BEGIN

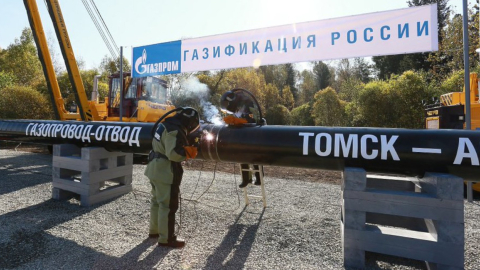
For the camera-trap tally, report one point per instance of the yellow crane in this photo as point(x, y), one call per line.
point(144, 99)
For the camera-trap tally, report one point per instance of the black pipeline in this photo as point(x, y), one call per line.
point(406, 151)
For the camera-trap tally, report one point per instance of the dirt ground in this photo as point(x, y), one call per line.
point(310, 175)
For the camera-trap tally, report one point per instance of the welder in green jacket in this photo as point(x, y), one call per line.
point(170, 147)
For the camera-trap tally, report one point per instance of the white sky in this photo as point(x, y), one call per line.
point(142, 22)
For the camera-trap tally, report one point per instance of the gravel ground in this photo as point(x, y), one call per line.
point(300, 228)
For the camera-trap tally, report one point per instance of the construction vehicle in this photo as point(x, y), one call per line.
point(142, 100)
point(449, 111)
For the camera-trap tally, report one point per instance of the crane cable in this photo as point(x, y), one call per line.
point(113, 50)
point(104, 24)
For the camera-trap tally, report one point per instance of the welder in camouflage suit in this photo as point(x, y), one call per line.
point(170, 148)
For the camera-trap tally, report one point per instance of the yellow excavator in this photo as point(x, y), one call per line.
point(142, 100)
point(449, 112)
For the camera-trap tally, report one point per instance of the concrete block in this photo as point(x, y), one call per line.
point(390, 183)
point(66, 150)
point(425, 218)
point(409, 223)
point(403, 243)
point(61, 194)
point(418, 205)
point(443, 186)
point(85, 171)
point(446, 231)
point(354, 179)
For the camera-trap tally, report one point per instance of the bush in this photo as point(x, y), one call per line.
point(328, 109)
point(277, 115)
point(301, 116)
point(21, 102)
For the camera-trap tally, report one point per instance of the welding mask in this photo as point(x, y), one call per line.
point(229, 102)
point(189, 118)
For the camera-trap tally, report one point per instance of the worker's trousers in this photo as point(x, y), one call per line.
point(164, 205)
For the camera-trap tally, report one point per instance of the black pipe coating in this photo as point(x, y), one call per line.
point(406, 151)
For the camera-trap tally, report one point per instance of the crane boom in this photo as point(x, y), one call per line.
point(70, 61)
point(45, 58)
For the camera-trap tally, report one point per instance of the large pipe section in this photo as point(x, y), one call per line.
point(406, 151)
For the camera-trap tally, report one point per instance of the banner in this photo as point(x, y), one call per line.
point(401, 31)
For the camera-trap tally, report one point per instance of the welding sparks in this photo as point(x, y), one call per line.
point(209, 136)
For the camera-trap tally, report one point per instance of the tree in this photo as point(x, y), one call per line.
point(272, 96)
point(6, 79)
point(328, 109)
point(21, 60)
point(277, 115)
point(396, 103)
point(307, 87)
point(287, 98)
point(21, 102)
point(291, 80)
point(301, 116)
point(275, 74)
point(322, 75)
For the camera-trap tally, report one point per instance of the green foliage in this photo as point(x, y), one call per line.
point(307, 88)
point(322, 75)
point(396, 103)
point(272, 96)
point(454, 83)
point(328, 109)
point(277, 115)
point(20, 102)
point(21, 60)
point(301, 116)
point(373, 105)
point(6, 79)
point(287, 98)
point(409, 90)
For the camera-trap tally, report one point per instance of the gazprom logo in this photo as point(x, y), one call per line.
point(160, 62)
point(140, 63)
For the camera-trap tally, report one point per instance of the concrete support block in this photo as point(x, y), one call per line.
point(92, 173)
point(419, 219)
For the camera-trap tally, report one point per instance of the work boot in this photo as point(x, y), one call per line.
point(175, 243)
point(257, 181)
point(245, 183)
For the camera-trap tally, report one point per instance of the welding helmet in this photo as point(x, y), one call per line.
point(189, 118)
point(229, 102)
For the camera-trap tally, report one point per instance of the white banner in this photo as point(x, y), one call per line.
point(408, 30)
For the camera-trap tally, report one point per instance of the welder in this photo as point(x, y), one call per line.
point(241, 109)
point(170, 146)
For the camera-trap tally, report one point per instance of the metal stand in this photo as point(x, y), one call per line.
point(262, 185)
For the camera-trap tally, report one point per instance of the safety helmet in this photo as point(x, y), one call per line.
point(189, 118)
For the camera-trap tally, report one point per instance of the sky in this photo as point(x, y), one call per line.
point(143, 22)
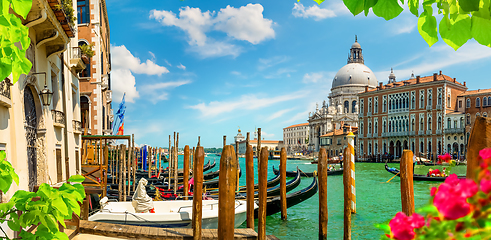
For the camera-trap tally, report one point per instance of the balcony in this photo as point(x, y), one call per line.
point(109, 96)
point(454, 130)
point(58, 118)
point(5, 93)
point(76, 61)
point(77, 127)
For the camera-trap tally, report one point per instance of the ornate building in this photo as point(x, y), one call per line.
point(351, 79)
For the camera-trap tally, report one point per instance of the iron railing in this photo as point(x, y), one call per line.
point(5, 88)
point(58, 117)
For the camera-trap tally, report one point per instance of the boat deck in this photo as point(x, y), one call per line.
point(137, 232)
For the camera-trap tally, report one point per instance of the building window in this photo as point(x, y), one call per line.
point(83, 11)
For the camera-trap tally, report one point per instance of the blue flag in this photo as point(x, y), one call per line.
point(119, 116)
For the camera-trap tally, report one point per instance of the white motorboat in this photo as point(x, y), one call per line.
point(168, 214)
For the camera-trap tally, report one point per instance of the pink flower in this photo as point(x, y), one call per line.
point(485, 153)
point(451, 197)
point(486, 186)
point(402, 226)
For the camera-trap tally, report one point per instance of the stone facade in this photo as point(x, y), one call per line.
point(95, 80)
point(411, 114)
point(295, 137)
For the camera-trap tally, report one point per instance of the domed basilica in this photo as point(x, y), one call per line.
point(351, 79)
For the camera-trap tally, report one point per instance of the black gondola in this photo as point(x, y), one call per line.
point(418, 177)
point(273, 205)
point(307, 174)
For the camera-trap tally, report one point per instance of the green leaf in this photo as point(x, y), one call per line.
point(469, 5)
point(456, 31)
point(427, 26)
point(480, 30)
point(388, 9)
point(413, 7)
point(22, 7)
point(76, 178)
point(354, 6)
point(59, 204)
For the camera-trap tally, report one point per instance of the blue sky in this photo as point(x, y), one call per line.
point(205, 68)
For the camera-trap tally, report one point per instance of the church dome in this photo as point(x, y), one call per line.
point(356, 74)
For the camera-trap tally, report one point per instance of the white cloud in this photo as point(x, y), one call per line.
point(438, 57)
point(181, 66)
point(123, 59)
point(278, 114)
point(158, 92)
point(246, 23)
point(317, 77)
point(124, 64)
point(246, 102)
point(313, 11)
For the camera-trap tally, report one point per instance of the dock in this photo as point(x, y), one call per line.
point(138, 232)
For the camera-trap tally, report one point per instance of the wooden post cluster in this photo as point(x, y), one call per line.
point(479, 139)
point(250, 183)
point(262, 182)
point(407, 189)
point(186, 171)
point(199, 158)
point(226, 195)
point(347, 193)
point(323, 214)
point(283, 183)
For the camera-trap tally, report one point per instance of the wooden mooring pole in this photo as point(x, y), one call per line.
point(263, 195)
point(226, 195)
point(250, 183)
point(283, 183)
point(323, 214)
point(199, 158)
point(347, 193)
point(407, 189)
point(186, 171)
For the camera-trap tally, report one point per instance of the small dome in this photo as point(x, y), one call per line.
point(354, 74)
point(356, 45)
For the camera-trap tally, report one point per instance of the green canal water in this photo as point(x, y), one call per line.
point(377, 201)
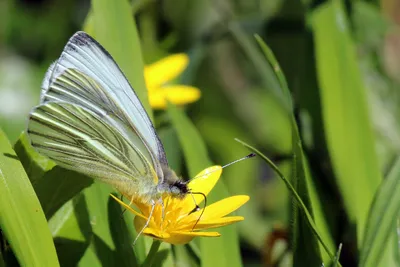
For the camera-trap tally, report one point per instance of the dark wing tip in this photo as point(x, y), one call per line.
point(81, 39)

END

**Problem description:** Keep every word of the data as it is when you write it out, but drop the pictures.

**Response to this task:**
For the camera-trap tally, report one point per instance of the yellow crane in this photo as point(x, y), one call per line.
point(144, 99)
For the camera-trap tally, report one point per instance of the black pipeline in this photo as point(x, y), one call per line.
point(406, 151)
For the camera-trap tally, report one point per instance of the dirt ground in this photo as point(x, y), one call per line.
point(310, 175)
For the camera-trap tally, report one point per instance of the welder in green jacket in this photo as point(x, y), one call per line.
point(170, 147)
For the camera-trap tally, report one point per instance of the white sky in this photo as point(x, y), one call per line.
point(142, 22)
For the camera-trap tally, report one point per instance of the gravel ground in this photo as point(x, y), one call per line.
point(300, 228)
For the camera-trap tally, report one point per instance of the construction vehicle in this photo as point(x, y), one call per line.
point(142, 100)
point(449, 111)
For the camera-trap tally, report one point per instance of the crane cable in this photo as point(x, y), one call per line.
point(113, 50)
point(104, 24)
For the camera-trap tally, report one point per instance of the welder in camouflage suit in this photo as point(x, y), one call per line.
point(170, 148)
For the camera-trap tally, report one point per instance of the yellow excavator in this photo as point(x, y), one call per line.
point(142, 100)
point(449, 112)
For the camera-trap tally, report one point per instance of the concrete block in this photo as point(x, y), one call per line.
point(390, 183)
point(66, 150)
point(425, 218)
point(409, 223)
point(403, 243)
point(61, 194)
point(418, 205)
point(443, 186)
point(85, 171)
point(446, 231)
point(354, 179)
For the camera-trap tally, report one point per instance of the bush in this photo as point(x, y), one call per line.
point(328, 109)
point(277, 115)
point(301, 116)
point(21, 102)
For the camera-trap tally, report one point per instance of the welding mask in this photo as point(x, y), one call per line.
point(229, 102)
point(189, 118)
For the camera-trap tally, report one point per instance of the worker's trousers in this photo as point(x, y), one call per line.
point(164, 205)
For the camera-trap tally, report one point per instance of the black pipe coating in this photo as point(x, y), one call per line.
point(406, 151)
For the camera-trap tally, report one point per instance of the crane boom in this photo as point(x, y), one call per line.
point(70, 61)
point(45, 58)
For the camera-trap tally, report one point per instance of the large pipe section in this photo as point(x, y), one call per line.
point(406, 151)
For the camera-trap tally, report one point per instance of the banner in this photo as point(x, y), one call per line.
point(401, 31)
For the camera-trap tally, report one point per instance of the welding sparks in this photo as point(x, y), one call per line.
point(209, 136)
For the camera-trap tally, report one point per instance of the tree in this photo as point(x, y), one call per line.
point(272, 96)
point(6, 79)
point(328, 109)
point(21, 60)
point(277, 115)
point(396, 103)
point(307, 87)
point(287, 98)
point(21, 102)
point(291, 80)
point(301, 116)
point(275, 74)
point(322, 75)
For the camera-trap tally, report one point per instance of the green foliage in this photo as point(x, y), one call per line.
point(307, 88)
point(322, 75)
point(396, 103)
point(272, 96)
point(454, 83)
point(328, 109)
point(277, 115)
point(20, 102)
point(21, 60)
point(301, 116)
point(373, 105)
point(6, 79)
point(287, 98)
point(409, 90)
For the camera-trap tally, report one point per instance of the gazprom logo in this photo as point(x, y), one call per line.
point(160, 62)
point(140, 63)
For the camera-trap tally, report one point per instance of the concrete support block in this photo as point(x, y), one call per line.
point(92, 173)
point(419, 219)
For the camera-trap tally, report one point per instance of the work boot in this photo as point(x, y), one call per line.
point(175, 243)
point(257, 181)
point(245, 183)
For the camera-trap tally, report one point per instance of the welding helmet in this photo as point(x, y), one call per line.
point(189, 118)
point(229, 102)
For the camera-trap tally, report one point per instance of the white banner in this photo as point(x, y), one call per line.
point(408, 30)
For the camera-trap tally, report one point per instance of the welder in this photo as point(x, y), one call per line.
point(241, 109)
point(170, 146)
For the camera-trap tally, report one point per instance of the metal stand in this photo as point(x, y), one call per line.
point(262, 185)
For the camera-trap tally, report one point per instance of the safety helmet in this photo as point(x, y), one call per line.
point(189, 118)
For the camera-trap tally, report one point per instance of the sky in this photo as point(x, y), one call per line.
point(143, 22)
For the camera-trap tally, report one point per instance of the balcony in this photo as point(x, y), one call per line.
point(109, 96)
point(454, 130)
point(58, 118)
point(5, 93)
point(76, 61)
point(77, 127)
For the camera-trap tally, report one point per instance of the ornate building in this photo as point(x, y), one call per line.
point(351, 79)
For the camera-trap tally, report one point per instance of the iron railing in this photo as point(x, y), one call per line.
point(5, 88)
point(58, 117)
For the camera-trap tally, report one point per instance of the boat deck in this photo as point(x, y), one call per line.
point(137, 232)
For the camera-trap tally, report one point per instance of the building window in this photo as point(x, y), one call per line.
point(83, 11)
For the camera-trap tally, report one point per instance of the blue flag in this photo as point(x, y), one call per line.
point(119, 116)
For the camera-trap tally, report one point per instance of the white motorboat in this photo as point(x, y), one call per line.
point(168, 214)
For the camera-trap tally, report one point per instance of the pink flower in this photo as point(x, y), one call per line.
point(485, 153)
point(451, 197)
point(486, 186)
point(402, 226)
For the camera-trap tally, report one point per instance of the stone facade in this photo as point(x, y), one call per line.
point(95, 80)
point(411, 114)
point(295, 137)
For the camera-trap tally, report one point per instance of the domed basilica in this photo as point(x, y), one call per line.
point(351, 79)
For the camera-trap tally, report one point per instance of the black gondola in this photo as point(x, y), one call per line.
point(418, 177)
point(273, 205)
point(307, 174)
For the camera-trap tally, report one point per instance of the green leaf in this photo as point(x, y), one call per line.
point(469, 5)
point(456, 31)
point(427, 26)
point(480, 30)
point(388, 9)
point(413, 7)
point(22, 7)
point(76, 178)
point(354, 6)
point(59, 204)
For the camera-trap tally, report one point per instance of the blue sky in this photo as point(x, y), one call per line.
point(205, 68)
For the camera-trap tally, report one point per instance of the church dome in this photo as point(x, y), one call per line.
point(356, 74)
For the camera-trap tally, report one point per instance of the white cloud in this photo as point(x, y), one call per line.
point(438, 57)
point(181, 66)
point(123, 59)
point(278, 114)
point(158, 92)
point(246, 23)
point(317, 77)
point(124, 64)
point(246, 102)
point(313, 11)
For the camera-trap tally, report one point per instance of the dock in this photo as point(x, y), one call per line.
point(138, 232)
For the camera-trap tally, report one point per instance of the wooden post cluster in this photo as point(x, y), one call per line.
point(479, 139)
point(250, 183)
point(262, 182)
point(407, 189)
point(186, 171)
point(199, 158)
point(226, 195)
point(347, 193)
point(323, 214)
point(283, 183)
For the camera-trap tally, report one point per instance of the wooden mooring pole in this photo as point(x, y), one call per line.
point(263, 195)
point(226, 195)
point(250, 183)
point(283, 183)
point(323, 214)
point(199, 158)
point(347, 193)
point(407, 189)
point(186, 171)
For the camera-trap tally, report one point per instance of the small dome in this photo as point(x, y), one call per line.
point(354, 74)
point(356, 45)
For the camera-trap tally, report one point per instance of the green canal water in this photo as point(x, y), one call per line.
point(377, 201)
For the camera-trap tally, report one point per instance of the dark wing tip in this photo as point(x, y), one call per line.
point(81, 39)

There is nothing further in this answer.